Sansa* December 11, 2019 at 1:28 am Thank you very much! I’ve learned a lot about how tell him what my boundaries are/the role I’m willing to let him hold in my life. I’m very lucky to be able to get therapy.
MicroManagered* December 10, 2019 at 3:59 pm OP I’m glad you spoke up! It sucks that you still ended up having to work with her in any capacity, but I’m willing to bet it’s easier to see her once a week knowing that you spoke up at work and were able to confront her about it. (Even if there are no good answers, I’d almost guarantee this feels better than saying nothing and letting her get hired would have.)
Sansa* December 10, 2019 at 10:43 pm While not very classy, I know that in the course of our friendship I mentioned reading this site, and there were times she told me she checked it out. I can’t help but wonder A) if she read my letter and B) if she realized it was me who wrote? To be clear, I didn’t write because I intended to be petty- i wrote for advice, which I used and benefited from! But I’m not necessarily classy to my core.
Oranges* December 11, 2019 at 10:14 am Actually, I don’t think of that as petty. You needed a resource and used it regardless of the impact on Cersi. You decided that your need trumped hers. Which it did. However you’re human and the idea that she read your letter does give you some… satisfaction? Because she (might have) read how her actions effected you without a way for her to harm you by responding. That’s normal human. If you had not needed advice and written in to shame/hurt her. That wouldn’t be cool. But still totally understandable. If you had tried to poison her life. That would be a problem of whoa, you’re going off the rails. You should get some help. So, yeah, class act.
Abogado Avocado* December 10, 2019 at 4:12 pm This update makes me think you’ve been incredibly brave. It may not feel that way from your end, but it sure seems that way from this end of the telescope. You stepped forward and made your needs known by advising your boss of the relationship between Cersei and your Dad, you had to bear up through the forced interaction with Cersei, and you later sat down with her and asked the questions you needed to ask. I hope never find myself in this situation, but your example shows all of us how you can navigate a difficult path and do so with dignity. Thank you for the update. I wish you all the best.
ResuMAYDAY* December 10, 2019 at 4:20 pm “…but there were also no good answers to the questions I had.” I think truer words were never spoken. I’m not sure I’d be brave enough, or diplomatic enough to attempt a civilized conversation. This is a situation where there is absolutely no rule book, and you handled it so well. I’m sorry you had to go through all this, but this is one of those life events that shows just how strong you really are.
Sansa* December 10, 2019 at 10:26 pm Thank you for your kind words! I am a much more resilient person than I thought I was. I wish I didn’t know that because of this situation- and I’m trying to learn to let myself be proud of how I’ve managed to get by.
Pants* December 10, 2019 at 4:27 pm You are a far better person than I am. I’d probably go to lunch with the office gossip and “accidentally” mention what she did.
Torgo* December 10, 2019 at 5:04 pm Handling it that way can backfire. I may end up not respecting you very much, for conflating work and personal issues. Sansa has handled this whole awful thing beautifully.

(Dataset records)
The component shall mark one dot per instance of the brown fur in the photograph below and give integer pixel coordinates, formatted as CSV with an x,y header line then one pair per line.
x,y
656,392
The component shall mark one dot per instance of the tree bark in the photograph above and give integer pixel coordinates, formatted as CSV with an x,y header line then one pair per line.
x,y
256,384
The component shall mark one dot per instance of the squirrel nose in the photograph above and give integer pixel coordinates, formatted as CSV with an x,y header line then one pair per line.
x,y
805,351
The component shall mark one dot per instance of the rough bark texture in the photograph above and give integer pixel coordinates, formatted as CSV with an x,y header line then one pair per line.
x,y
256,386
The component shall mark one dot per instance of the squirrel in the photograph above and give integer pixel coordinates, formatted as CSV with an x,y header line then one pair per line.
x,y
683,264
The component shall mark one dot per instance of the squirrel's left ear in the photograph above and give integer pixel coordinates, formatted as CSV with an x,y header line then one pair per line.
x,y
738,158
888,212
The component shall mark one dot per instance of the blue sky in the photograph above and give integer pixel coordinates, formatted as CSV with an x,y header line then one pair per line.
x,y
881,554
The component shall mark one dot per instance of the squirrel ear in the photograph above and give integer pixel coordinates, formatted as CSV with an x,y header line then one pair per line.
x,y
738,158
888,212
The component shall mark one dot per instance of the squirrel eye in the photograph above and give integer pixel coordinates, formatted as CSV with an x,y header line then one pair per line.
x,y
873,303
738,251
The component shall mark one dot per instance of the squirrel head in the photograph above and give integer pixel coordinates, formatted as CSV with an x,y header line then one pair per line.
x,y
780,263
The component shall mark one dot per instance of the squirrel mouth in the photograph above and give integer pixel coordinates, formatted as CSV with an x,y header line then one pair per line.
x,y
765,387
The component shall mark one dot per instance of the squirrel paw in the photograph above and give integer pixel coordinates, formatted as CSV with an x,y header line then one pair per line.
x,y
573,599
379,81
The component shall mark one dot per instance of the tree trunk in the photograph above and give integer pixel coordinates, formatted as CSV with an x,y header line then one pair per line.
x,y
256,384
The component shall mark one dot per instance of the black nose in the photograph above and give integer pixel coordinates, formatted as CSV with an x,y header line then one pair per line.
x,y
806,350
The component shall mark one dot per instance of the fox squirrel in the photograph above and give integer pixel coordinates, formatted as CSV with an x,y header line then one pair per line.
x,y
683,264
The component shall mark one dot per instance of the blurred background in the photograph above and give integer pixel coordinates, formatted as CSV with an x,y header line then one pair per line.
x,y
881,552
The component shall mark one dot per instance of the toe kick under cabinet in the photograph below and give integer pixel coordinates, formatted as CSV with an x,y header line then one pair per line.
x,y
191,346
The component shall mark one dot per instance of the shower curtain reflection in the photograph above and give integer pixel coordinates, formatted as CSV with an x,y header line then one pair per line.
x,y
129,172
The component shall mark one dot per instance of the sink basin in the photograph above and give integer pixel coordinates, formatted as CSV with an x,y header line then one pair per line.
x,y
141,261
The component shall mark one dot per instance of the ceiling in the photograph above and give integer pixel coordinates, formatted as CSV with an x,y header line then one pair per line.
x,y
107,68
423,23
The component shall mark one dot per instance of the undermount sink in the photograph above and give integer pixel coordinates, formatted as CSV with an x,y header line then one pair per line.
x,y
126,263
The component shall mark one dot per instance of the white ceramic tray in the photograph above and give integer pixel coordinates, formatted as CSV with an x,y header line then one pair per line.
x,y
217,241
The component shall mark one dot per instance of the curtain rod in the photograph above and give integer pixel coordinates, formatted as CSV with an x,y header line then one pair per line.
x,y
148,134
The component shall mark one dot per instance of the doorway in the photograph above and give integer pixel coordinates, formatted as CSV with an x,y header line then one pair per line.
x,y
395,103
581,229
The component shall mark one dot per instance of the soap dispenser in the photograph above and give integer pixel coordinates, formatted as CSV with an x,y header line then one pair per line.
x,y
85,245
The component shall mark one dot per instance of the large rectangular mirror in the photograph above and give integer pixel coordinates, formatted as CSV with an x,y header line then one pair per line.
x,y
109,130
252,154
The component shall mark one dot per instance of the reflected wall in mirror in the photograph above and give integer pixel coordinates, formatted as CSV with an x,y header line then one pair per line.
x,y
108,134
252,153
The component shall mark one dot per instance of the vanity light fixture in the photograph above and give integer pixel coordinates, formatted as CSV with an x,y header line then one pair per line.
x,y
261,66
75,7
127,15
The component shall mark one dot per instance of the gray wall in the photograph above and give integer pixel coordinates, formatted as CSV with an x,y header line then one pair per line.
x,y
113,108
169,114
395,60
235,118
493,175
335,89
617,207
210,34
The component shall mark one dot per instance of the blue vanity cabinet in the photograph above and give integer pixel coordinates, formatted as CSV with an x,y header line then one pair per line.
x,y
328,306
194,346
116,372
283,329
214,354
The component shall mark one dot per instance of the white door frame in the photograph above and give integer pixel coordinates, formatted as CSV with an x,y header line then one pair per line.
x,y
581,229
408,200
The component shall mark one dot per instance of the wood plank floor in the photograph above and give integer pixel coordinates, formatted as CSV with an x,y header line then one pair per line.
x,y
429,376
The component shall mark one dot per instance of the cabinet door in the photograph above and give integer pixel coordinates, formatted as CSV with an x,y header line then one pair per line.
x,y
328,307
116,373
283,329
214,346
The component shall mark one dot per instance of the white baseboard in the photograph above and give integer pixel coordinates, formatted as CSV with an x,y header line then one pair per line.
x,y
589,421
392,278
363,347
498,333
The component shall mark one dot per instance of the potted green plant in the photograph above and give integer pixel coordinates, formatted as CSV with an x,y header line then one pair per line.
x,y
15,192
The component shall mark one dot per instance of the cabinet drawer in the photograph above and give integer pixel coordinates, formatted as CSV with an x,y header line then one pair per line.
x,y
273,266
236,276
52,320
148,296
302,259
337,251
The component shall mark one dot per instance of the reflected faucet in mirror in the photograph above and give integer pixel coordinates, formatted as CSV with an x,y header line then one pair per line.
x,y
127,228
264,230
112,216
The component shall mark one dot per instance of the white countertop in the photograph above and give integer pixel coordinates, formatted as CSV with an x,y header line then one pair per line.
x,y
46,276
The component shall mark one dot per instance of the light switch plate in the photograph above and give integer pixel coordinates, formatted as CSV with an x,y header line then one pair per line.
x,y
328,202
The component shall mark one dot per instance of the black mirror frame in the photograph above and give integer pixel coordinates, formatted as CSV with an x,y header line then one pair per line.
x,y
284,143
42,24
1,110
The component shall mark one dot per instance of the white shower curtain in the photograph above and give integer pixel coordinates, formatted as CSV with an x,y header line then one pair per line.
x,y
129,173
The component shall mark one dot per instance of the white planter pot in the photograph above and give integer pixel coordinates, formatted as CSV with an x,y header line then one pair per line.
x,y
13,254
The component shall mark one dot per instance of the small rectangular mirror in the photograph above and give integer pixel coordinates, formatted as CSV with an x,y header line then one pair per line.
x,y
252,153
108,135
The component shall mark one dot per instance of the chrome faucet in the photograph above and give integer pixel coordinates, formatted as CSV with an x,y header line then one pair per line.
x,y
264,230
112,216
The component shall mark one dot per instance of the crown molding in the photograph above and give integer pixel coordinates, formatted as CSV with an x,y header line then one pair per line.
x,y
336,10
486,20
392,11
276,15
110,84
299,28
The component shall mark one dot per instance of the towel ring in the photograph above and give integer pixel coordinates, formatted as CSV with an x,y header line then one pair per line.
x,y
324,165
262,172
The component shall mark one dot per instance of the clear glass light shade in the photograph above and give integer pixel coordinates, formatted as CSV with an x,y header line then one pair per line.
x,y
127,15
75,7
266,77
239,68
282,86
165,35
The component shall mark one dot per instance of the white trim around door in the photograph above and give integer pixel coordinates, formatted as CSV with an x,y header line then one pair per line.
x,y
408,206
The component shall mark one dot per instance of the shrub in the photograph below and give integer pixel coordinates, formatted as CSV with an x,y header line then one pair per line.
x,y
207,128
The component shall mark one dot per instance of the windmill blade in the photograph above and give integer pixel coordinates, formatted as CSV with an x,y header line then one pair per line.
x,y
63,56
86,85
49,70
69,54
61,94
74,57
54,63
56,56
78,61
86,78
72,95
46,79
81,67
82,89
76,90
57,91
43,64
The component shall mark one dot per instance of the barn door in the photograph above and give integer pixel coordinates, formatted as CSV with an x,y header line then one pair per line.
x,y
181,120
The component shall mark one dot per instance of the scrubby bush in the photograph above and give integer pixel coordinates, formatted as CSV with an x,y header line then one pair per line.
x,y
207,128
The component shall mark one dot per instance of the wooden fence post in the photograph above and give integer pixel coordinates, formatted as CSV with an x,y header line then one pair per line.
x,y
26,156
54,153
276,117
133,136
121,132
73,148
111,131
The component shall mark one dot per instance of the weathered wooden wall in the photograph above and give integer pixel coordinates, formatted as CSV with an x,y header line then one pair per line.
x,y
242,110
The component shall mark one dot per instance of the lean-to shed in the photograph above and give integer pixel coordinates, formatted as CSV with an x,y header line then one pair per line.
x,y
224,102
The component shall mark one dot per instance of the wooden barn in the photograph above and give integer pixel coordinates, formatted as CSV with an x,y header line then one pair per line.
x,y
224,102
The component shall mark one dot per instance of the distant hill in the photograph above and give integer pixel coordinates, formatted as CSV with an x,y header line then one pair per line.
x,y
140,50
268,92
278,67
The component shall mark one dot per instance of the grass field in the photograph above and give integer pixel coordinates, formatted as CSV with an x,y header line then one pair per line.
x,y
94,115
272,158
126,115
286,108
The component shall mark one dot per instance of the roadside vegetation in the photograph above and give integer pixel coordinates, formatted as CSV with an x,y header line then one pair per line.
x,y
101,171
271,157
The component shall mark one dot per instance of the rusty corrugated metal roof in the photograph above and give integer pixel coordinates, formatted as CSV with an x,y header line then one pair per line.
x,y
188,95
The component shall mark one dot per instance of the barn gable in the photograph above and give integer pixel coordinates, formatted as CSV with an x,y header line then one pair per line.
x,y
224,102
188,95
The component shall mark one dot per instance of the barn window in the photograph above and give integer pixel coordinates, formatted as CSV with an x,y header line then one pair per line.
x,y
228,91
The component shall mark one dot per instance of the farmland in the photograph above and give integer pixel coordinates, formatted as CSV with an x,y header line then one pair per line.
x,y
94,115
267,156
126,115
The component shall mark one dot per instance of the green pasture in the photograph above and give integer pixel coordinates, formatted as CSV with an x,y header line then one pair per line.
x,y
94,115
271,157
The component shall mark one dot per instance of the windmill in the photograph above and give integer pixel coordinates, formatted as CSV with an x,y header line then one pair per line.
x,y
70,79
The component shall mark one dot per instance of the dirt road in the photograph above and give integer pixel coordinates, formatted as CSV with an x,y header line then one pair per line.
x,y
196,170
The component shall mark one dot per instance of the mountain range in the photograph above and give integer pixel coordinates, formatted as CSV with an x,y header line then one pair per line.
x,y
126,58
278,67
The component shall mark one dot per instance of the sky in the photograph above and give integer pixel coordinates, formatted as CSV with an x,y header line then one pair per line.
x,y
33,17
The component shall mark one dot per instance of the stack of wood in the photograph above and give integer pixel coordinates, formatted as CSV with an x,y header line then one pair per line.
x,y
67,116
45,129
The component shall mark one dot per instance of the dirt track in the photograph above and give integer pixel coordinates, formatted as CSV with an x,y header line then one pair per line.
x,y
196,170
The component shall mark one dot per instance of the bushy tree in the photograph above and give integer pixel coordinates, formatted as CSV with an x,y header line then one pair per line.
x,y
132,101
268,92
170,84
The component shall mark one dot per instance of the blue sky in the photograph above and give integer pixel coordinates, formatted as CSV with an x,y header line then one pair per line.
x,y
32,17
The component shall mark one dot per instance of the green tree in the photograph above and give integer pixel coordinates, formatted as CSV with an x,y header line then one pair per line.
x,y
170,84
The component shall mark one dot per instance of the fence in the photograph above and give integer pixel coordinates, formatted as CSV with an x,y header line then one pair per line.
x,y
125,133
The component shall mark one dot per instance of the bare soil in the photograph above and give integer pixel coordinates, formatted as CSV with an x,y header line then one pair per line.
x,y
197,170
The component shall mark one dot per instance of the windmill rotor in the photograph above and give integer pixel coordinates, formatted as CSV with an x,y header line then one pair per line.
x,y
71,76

**TASK SET:**
1 – Rewrite the part of the comment thread that begins at "Sansa* December 10, 2019 at 10:26" and stops after "managed to get by.", switching "resilient" to "capable".
2 – Resume the comment thread after its last sentence and keep it going.

**ACTIVITY ANSWERS:**
1 –
Sansa* December 10, 2019 at 10:26 pm Thank you for your kind words! I am a much more capable person than I thought I was. I wish I didn’t know that because of this situation- and I’m trying to learn to let myself be proud of how I’ve managed to get by.

2 –
Pants* December 10, 2019 at 5:19 pm Oh, she totally did. I’m a petty asshole in hypothetical situations. Were I actually in Sansa’s shoes, I wouldn’t say anything beyond what she did. However, I’d probably be far more confrontational with her 1 on 1. No need to sabotage her reputation. Eventually she’ll do that on her own.
Detective Amy Santiago* December 10, 2019 at 7:07 pm Same, though I’d really, really, really want to be petty.
Sansa* December 10, 2019 at 10:32 pm Oh, sometimes I do! And I have been petty with some people- just not ones at work. On a petty note, when we had this conversation? (Well I did get more tearful than I hoped to, but so did she) there was one point when I mentioned having told someone we both knew/him having figured it out (one of my best friends, someone she was also friends with), and she looked so crestfallen. Well, Cersei? I don’t have to protect your reputation. I’m not gonna lie, and it’s my business who I tell- even and especially when it comes to people we both know. I’m not going to be vengeful about it, but? I don’t have to protect her reputation either.
A* December 11, 2019 at 2:10 pm You have the right mindset. This is also your story to tell, it had a real and measurable impact on you.
Where’s the Orchestra?* December 11, 2019 at 3:43 pm And also, this is among the social circle not her professional circle. It’s different if people are asking why you don’t hang out with somebody who had been a really good friend as opposed to blabbing to all and sundry all the details.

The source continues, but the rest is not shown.